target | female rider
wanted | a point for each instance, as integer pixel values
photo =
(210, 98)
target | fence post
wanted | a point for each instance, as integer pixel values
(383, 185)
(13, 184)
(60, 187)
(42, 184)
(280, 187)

──────────────────────────────

### [WHAT TO WORK ON]
Among the entries above, how many lines hold the string "target"? Answer with the bare number.

### [TASK SOLUTION]
2